### Description of the task:
In the records that follow, find each line with "below" and pull it out.

### Saved data entries:
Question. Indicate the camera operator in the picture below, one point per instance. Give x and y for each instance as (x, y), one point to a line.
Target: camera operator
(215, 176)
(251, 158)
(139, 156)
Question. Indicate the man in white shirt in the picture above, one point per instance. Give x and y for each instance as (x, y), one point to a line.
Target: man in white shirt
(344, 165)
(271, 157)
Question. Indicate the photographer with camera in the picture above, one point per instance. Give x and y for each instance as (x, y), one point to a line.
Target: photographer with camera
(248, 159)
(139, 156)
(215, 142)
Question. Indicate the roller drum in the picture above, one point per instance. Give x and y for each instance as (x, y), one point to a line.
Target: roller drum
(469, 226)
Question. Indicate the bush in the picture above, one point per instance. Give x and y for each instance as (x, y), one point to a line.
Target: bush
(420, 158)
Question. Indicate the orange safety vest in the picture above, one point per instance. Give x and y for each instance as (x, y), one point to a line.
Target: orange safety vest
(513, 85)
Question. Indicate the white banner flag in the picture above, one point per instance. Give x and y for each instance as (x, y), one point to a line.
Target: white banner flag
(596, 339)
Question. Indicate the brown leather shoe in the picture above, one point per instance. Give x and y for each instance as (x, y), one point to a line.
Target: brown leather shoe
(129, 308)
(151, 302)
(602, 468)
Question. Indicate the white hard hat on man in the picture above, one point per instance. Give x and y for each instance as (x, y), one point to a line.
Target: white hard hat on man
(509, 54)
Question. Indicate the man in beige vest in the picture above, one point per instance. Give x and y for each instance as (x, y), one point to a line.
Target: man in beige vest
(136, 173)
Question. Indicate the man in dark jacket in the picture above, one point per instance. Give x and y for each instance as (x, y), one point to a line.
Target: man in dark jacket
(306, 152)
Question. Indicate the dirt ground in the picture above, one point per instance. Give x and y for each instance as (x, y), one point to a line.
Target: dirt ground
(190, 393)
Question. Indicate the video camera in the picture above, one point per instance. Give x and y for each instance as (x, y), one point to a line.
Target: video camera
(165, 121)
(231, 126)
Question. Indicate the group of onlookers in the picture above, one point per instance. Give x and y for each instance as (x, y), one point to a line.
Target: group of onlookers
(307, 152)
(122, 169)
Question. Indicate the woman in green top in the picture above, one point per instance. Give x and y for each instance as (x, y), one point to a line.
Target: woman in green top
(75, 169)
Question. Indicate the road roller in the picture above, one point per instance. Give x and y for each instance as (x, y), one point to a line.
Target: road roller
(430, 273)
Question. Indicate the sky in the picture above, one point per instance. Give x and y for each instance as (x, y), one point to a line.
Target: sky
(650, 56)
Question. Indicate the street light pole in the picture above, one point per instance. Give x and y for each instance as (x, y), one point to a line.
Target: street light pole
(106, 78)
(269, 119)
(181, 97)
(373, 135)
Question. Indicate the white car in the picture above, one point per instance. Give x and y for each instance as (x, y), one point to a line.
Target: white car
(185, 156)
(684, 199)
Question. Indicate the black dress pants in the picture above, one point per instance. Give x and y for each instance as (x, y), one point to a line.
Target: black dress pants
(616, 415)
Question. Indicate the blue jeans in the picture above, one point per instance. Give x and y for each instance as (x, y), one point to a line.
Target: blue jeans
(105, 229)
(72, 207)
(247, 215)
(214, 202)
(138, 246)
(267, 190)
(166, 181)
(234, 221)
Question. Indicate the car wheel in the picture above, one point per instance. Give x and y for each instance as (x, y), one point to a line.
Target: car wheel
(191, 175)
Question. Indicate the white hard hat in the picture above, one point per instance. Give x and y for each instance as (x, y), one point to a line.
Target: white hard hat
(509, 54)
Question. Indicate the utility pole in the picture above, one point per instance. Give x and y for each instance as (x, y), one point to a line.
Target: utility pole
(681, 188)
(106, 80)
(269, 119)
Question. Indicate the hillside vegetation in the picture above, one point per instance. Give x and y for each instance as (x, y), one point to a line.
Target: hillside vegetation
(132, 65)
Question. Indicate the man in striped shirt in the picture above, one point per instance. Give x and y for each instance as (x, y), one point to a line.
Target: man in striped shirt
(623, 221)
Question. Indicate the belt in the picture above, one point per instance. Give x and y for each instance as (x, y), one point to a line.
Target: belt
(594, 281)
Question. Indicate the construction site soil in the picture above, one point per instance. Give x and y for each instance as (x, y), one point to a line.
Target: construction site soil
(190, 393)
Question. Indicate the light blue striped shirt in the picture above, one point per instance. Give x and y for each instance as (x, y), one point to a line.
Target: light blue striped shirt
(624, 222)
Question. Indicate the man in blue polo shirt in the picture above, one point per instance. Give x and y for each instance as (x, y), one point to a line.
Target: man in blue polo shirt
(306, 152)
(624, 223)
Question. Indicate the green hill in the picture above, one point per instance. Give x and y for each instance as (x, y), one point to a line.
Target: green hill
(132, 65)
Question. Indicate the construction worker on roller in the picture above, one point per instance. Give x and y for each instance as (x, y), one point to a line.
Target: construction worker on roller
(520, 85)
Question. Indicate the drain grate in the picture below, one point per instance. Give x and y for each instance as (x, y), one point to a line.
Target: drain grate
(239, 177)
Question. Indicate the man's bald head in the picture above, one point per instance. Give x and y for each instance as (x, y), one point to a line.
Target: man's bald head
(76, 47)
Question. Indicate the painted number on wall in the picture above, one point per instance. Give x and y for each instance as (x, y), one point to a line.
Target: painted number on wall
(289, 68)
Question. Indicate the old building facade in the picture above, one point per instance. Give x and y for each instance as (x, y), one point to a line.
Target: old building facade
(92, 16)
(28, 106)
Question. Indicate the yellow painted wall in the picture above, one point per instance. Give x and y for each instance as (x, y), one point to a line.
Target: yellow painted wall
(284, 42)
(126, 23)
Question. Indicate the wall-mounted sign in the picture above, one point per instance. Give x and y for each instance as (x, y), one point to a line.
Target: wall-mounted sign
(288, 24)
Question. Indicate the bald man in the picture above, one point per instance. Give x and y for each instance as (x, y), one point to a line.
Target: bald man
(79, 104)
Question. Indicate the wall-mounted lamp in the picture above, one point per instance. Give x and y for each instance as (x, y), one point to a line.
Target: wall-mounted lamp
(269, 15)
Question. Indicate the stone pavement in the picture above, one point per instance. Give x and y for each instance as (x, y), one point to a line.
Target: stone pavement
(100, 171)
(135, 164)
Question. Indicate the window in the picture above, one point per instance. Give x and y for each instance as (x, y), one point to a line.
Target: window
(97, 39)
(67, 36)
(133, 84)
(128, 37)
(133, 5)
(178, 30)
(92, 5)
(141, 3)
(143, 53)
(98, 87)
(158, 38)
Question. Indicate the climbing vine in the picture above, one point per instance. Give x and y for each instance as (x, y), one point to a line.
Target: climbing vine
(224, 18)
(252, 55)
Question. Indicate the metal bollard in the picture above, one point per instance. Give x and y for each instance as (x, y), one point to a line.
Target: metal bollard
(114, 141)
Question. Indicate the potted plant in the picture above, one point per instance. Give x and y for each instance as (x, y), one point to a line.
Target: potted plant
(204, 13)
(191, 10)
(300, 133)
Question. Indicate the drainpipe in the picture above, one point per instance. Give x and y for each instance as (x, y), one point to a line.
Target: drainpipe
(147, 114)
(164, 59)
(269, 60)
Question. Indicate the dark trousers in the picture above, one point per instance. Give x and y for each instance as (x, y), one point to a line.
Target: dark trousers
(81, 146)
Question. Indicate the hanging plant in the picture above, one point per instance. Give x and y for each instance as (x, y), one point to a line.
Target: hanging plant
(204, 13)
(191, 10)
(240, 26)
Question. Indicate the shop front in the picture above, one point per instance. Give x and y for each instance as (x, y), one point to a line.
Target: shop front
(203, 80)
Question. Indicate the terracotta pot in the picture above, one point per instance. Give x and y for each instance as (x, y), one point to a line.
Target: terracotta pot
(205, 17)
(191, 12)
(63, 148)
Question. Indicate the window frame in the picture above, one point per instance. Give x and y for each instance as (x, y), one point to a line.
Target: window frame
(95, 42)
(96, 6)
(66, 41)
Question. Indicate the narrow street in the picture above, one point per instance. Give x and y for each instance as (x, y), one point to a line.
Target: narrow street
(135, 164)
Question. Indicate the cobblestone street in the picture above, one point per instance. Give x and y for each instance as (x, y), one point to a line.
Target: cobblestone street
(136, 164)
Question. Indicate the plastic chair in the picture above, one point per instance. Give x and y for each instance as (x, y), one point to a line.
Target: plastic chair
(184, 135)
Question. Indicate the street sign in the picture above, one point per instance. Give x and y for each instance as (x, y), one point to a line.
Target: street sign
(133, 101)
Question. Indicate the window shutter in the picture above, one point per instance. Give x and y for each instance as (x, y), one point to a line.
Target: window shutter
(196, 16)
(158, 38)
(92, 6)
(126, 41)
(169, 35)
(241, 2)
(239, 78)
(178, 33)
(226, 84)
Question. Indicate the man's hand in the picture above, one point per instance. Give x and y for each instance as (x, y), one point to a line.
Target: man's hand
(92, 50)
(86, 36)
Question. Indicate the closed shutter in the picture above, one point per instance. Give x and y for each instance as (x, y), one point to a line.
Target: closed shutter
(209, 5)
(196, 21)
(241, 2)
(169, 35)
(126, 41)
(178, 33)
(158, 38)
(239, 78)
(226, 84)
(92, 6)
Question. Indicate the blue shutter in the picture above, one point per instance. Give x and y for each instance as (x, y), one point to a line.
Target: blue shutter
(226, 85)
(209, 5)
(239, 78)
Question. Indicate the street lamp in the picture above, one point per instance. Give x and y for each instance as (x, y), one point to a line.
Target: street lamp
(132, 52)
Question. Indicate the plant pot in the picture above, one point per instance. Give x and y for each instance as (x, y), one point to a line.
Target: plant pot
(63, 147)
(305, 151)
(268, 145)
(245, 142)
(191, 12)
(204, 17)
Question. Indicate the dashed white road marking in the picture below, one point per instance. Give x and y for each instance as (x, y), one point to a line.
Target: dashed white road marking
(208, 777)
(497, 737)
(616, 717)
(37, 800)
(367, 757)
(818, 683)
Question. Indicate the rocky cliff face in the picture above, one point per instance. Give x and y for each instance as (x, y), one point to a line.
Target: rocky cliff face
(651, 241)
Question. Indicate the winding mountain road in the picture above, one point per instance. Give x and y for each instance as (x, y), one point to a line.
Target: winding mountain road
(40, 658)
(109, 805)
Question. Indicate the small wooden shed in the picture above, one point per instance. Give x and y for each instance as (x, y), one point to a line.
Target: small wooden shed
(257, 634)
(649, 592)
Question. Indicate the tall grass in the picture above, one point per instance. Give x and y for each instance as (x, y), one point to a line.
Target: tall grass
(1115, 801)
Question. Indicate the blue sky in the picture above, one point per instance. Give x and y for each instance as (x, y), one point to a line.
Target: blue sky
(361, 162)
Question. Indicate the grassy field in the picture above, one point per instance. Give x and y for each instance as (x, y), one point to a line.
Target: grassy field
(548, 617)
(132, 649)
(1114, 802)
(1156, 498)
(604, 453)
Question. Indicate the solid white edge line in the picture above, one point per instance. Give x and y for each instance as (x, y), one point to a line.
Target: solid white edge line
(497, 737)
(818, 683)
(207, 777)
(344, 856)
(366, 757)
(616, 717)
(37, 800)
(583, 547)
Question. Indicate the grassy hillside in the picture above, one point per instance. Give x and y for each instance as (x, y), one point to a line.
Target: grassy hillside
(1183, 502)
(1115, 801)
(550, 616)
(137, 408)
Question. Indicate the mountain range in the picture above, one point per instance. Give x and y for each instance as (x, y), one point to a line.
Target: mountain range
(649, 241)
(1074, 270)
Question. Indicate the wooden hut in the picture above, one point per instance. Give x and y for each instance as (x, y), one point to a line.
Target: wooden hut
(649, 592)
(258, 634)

### Response:
Question. Indicate the camera operator in the picture below, one point per instance. Give x and y for each instance as (x, y), one point to a line.
Question. Indicate the drain grate in the picture below, one point per instance. Give x and y for each instance as (x, y), one point to a line.
Question. Indicate the dashed white road marking in the picture below, one point per instance. Give x and y for each instance as (x, y), one point to a line.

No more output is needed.